- _Written problem_: Transcribe the records exactly from the line with "Target: frog's back" to the end, both included.

Some records:
>> Begin
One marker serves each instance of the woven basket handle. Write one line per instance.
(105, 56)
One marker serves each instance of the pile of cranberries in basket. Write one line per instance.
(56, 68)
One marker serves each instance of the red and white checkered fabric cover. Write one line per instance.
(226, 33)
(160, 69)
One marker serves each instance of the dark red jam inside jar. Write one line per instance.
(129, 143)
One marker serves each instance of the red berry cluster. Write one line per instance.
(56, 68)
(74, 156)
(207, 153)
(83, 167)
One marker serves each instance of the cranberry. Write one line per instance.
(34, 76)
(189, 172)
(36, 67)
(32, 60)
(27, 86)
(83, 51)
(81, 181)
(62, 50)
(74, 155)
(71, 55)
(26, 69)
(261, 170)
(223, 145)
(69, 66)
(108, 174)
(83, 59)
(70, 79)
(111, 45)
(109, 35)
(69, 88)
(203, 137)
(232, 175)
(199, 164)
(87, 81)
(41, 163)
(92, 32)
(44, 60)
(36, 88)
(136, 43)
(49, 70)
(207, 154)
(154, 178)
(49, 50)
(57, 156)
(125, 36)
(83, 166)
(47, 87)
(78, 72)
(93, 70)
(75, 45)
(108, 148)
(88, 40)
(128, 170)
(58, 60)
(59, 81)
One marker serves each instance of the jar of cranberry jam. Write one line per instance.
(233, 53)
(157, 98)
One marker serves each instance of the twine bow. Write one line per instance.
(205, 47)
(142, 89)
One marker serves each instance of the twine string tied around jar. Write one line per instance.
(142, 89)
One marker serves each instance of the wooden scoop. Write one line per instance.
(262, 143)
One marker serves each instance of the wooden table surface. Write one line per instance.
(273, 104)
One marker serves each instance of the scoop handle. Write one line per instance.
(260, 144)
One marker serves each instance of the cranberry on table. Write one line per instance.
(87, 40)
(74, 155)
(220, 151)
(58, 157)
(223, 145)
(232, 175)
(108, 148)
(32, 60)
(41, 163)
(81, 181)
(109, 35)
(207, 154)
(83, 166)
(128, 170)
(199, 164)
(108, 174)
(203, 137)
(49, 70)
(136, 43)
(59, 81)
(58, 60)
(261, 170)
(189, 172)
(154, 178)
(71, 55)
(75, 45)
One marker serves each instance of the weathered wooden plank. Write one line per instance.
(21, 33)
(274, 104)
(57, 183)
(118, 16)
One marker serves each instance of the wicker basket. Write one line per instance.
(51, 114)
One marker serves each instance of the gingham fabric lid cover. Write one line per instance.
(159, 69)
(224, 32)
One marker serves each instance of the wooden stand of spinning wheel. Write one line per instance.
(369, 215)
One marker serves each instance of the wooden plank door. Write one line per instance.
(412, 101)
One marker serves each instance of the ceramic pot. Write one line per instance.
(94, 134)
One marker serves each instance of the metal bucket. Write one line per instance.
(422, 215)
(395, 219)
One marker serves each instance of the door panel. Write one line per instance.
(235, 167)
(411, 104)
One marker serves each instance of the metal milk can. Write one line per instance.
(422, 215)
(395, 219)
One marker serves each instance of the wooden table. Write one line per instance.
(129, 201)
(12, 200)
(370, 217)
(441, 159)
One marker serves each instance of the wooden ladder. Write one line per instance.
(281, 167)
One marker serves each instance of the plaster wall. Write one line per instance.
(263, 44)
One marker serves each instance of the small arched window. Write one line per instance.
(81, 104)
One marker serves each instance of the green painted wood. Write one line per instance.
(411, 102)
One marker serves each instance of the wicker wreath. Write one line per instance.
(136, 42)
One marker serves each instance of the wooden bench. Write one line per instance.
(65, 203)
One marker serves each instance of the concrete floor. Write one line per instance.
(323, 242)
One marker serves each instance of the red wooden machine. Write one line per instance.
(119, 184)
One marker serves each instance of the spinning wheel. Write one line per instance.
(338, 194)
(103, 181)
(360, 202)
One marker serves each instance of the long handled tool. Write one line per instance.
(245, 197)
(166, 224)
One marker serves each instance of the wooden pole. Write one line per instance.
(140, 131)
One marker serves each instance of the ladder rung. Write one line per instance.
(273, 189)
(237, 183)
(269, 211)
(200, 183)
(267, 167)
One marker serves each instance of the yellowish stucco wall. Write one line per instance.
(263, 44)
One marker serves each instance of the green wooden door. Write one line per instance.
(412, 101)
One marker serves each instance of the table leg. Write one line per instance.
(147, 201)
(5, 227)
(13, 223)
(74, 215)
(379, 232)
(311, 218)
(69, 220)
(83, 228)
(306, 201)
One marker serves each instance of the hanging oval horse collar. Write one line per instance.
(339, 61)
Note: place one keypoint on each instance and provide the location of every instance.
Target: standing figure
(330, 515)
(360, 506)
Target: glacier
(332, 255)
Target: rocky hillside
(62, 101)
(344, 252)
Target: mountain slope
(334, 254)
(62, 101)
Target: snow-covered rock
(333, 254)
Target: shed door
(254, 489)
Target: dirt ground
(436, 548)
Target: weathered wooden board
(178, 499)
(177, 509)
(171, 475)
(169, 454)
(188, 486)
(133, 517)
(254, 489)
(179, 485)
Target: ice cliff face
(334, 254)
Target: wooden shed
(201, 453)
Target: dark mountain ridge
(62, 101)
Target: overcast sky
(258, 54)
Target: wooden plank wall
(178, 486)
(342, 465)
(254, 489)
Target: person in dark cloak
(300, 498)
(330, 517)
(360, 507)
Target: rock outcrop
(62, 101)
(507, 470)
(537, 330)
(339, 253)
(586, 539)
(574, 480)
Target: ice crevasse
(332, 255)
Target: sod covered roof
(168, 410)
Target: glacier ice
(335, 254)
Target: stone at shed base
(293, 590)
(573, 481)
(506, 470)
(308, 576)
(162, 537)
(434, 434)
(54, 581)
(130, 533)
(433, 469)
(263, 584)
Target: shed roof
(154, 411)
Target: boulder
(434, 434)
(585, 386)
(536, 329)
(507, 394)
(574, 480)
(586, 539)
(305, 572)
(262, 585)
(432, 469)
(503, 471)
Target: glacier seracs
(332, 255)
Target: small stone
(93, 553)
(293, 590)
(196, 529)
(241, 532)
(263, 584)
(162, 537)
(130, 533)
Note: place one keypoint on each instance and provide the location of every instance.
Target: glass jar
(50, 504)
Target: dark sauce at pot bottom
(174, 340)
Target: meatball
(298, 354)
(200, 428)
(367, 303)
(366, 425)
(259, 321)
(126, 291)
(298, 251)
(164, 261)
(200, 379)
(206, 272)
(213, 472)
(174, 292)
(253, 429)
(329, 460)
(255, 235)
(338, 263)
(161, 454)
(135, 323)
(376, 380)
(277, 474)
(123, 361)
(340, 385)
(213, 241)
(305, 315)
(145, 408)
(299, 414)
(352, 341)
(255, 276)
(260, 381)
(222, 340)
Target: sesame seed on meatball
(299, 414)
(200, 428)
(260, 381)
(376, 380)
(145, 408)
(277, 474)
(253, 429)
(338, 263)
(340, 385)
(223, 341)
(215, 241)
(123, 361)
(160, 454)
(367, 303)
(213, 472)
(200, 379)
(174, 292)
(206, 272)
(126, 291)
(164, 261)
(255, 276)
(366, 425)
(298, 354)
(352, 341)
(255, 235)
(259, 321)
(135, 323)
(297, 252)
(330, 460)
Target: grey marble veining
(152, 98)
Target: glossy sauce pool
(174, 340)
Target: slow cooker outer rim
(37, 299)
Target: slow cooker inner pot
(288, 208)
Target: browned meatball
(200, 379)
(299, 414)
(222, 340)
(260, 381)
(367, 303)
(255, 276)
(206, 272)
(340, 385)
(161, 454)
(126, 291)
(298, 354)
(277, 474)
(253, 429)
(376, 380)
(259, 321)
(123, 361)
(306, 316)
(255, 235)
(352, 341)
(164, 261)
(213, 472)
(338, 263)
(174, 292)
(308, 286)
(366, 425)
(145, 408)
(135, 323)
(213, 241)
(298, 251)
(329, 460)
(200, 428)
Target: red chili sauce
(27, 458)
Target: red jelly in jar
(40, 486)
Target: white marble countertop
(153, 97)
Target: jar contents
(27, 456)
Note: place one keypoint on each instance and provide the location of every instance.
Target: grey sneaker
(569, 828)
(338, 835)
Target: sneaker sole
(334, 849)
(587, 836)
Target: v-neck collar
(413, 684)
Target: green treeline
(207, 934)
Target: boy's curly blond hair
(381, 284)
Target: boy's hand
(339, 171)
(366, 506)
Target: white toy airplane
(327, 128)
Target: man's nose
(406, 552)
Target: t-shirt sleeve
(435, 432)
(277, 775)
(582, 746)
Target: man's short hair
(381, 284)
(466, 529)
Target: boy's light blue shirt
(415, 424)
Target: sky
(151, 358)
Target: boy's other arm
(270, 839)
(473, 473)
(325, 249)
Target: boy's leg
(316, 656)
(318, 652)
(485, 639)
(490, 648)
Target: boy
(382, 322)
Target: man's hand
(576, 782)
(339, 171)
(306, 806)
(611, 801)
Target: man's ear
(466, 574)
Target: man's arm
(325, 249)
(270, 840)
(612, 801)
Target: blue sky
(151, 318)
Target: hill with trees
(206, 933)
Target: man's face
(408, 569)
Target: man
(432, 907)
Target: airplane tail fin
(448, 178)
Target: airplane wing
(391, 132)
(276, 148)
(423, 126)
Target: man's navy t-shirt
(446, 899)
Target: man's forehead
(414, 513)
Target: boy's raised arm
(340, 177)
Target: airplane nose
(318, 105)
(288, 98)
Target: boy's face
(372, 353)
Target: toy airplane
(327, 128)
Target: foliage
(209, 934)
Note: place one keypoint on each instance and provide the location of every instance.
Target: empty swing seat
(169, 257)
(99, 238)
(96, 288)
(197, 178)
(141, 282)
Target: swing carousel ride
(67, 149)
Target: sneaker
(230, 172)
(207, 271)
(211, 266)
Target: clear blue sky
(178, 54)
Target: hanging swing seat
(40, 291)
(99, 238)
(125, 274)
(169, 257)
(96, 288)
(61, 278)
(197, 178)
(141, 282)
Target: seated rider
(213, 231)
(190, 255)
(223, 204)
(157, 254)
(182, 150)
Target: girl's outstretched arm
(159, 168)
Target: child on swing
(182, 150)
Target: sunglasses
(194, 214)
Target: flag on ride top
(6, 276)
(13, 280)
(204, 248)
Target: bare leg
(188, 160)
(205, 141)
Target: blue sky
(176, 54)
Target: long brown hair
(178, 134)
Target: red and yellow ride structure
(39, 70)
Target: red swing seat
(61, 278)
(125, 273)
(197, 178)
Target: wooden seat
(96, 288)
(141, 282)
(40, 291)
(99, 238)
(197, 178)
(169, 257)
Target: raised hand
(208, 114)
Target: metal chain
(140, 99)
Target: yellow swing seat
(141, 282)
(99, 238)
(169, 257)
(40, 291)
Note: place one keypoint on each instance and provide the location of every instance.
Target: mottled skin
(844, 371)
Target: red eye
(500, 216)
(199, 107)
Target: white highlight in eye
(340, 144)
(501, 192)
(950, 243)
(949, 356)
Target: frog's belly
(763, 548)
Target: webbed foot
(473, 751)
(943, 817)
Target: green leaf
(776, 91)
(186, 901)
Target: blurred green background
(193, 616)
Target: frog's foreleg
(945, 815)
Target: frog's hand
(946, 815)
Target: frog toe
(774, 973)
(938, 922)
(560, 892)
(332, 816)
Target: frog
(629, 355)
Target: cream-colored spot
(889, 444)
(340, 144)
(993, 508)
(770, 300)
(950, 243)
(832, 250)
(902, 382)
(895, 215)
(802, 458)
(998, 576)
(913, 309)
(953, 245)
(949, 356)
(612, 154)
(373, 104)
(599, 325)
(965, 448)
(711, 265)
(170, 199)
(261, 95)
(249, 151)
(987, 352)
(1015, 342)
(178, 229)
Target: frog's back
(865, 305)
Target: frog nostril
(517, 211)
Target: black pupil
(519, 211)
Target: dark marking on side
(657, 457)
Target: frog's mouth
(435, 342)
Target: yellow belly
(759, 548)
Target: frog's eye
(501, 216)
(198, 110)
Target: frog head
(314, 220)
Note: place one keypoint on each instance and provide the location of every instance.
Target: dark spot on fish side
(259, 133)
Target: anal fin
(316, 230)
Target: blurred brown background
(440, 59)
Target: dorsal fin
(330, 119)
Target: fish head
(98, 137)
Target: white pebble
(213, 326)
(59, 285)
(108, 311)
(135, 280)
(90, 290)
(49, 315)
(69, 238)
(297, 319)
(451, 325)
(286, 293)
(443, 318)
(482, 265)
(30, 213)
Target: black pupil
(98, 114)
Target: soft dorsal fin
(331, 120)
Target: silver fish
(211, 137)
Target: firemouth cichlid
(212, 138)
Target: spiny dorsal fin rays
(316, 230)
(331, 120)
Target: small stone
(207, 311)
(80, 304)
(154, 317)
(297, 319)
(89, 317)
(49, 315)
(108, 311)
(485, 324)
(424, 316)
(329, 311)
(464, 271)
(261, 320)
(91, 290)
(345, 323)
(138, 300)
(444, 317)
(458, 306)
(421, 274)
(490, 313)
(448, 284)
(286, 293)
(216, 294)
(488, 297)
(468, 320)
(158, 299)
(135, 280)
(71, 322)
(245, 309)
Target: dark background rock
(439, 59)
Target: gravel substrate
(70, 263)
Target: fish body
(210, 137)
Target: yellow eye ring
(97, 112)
>> End
- _Response below_:
Target: frog's back
(865, 305)
Target: frog nostril
(517, 211)
Target: black pupil
(519, 211)
Target: dark marking on side
(657, 457)
Target: frog's mouth
(435, 342)
Target: yellow belly
(759, 548)
Target: frog's eye
(501, 216)
(198, 110)
Target: frog head
(314, 220)
Note: place one keypoint on each instance and provide the location of every instance.
Target: dark spot on fish side
(259, 133)
Target: anal fin
(316, 230)
Target: blurred brown background
(440, 59)
Target: dorsal fin
(330, 119)
Target: fish head
(98, 137)
Target: white pebble
(213, 326)
(59, 285)
(108, 311)
(135, 280)
(90, 290)
(49, 315)
(69, 238)
(297, 319)
(451, 325)
(286, 293)
(443, 318)
(482, 265)
(30, 213)
Target: black pupil
(98, 114)
Target: soft dorsal fin
(331, 120)
Target: silver fish
(211, 137)
Target: firemouth cichlid
(212, 138)
Target: spiny dorsal fin rays
(316, 230)
(331, 120)
Target: small stone
(207, 311)
(80, 304)
(154, 317)
(297, 319)
(89, 317)
(49, 315)
(108, 311)
(485, 324)
(424, 316)
(329, 311)
(464, 271)
(261, 320)
(91, 290)
(345, 323)
(138, 300)
(444, 317)
(458, 306)
(421, 274)
(490, 313)
(448, 284)
(286, 293)
(216, 294)
(488, 297)
(468, 320)
(158, 299)
(135, 280)
(71, 322)
(245, 309)
Target: dark background rock
(439, 59)
Target: gravel substrate
(70, 263)
Target: fish body
(210, 137)
Target: yellow eye ring
(97, 112)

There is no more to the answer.